→ What is being asked
What you return must be the lines of the data that hold the word "woman".
Start of Block
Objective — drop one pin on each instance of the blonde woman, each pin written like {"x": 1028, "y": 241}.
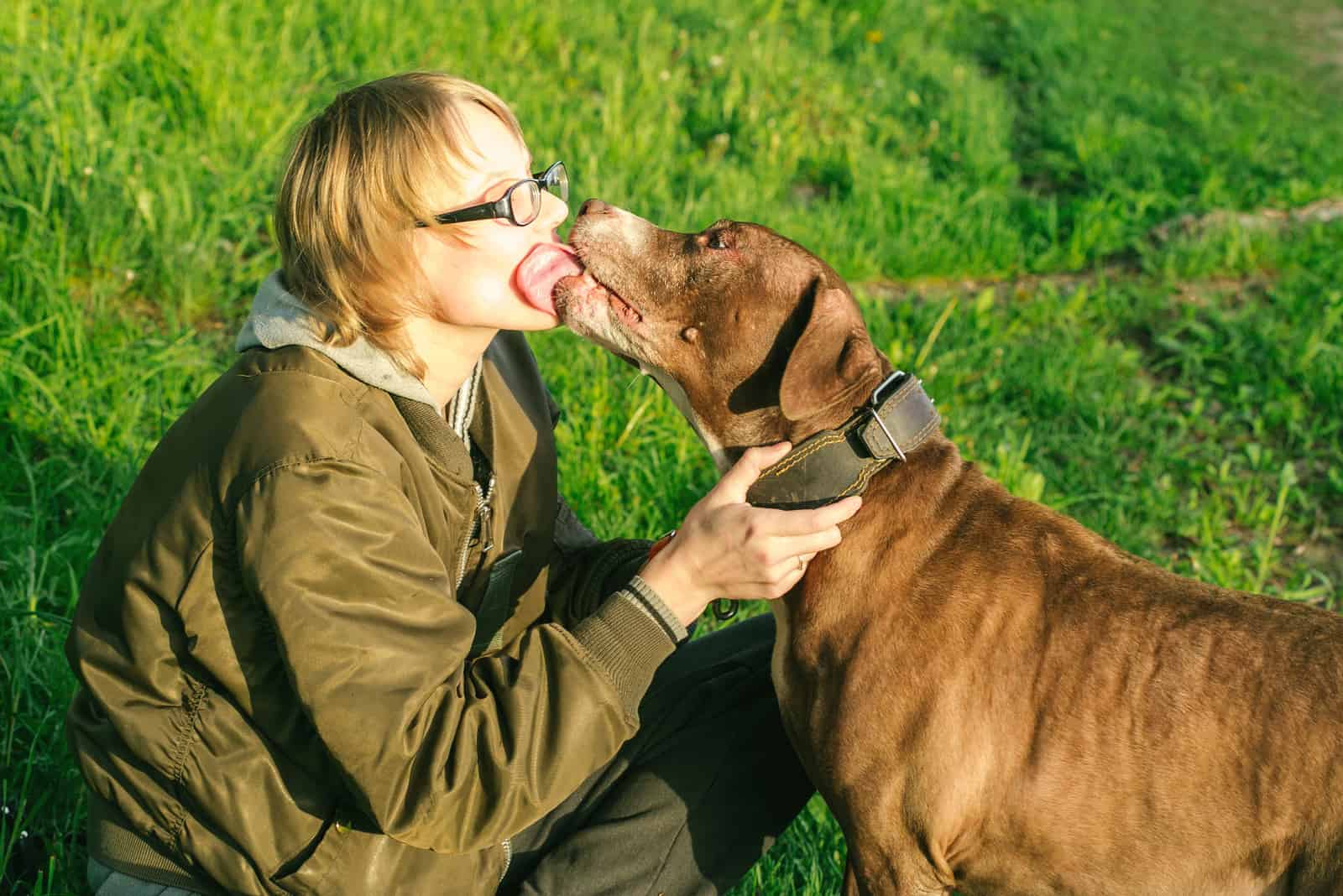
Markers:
{"x": 342, "y": 635}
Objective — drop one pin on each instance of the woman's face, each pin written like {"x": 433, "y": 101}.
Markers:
{"x": 501, "y": 278}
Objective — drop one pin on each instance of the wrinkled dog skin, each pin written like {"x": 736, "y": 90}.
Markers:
{"x": 989, "y": 695}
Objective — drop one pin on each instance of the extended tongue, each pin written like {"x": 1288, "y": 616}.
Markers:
{"x": 546, "y": 266}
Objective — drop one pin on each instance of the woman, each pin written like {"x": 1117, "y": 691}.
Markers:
{"x": 342, "y": 636}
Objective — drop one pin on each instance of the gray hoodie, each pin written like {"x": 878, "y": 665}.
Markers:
{"x": 280, "y": 318}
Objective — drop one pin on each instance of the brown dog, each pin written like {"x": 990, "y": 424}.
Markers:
{"x": 990, "y": 696}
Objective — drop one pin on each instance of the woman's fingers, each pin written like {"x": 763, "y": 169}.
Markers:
{"x": 805, "y": 546}
{"x": 803, "y": 522}
{"x": 732, "y": 487}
End of Block
→ Task solution
Objective — drop one pin on each instance of the blonde woman, each pin written like {"x": 1028, "y": 241}.
Objective — drop one pin on each instance of the woman's face, each pin written like {"x": 433, "y": 101}.
Objective — drop one pin on each instance of the woman, each pin written like {"x": 1117, "y": 691}.
Objective — drop one pin on each instance of the woman's fingers, each pin written like {"x": 763, "y": 169}.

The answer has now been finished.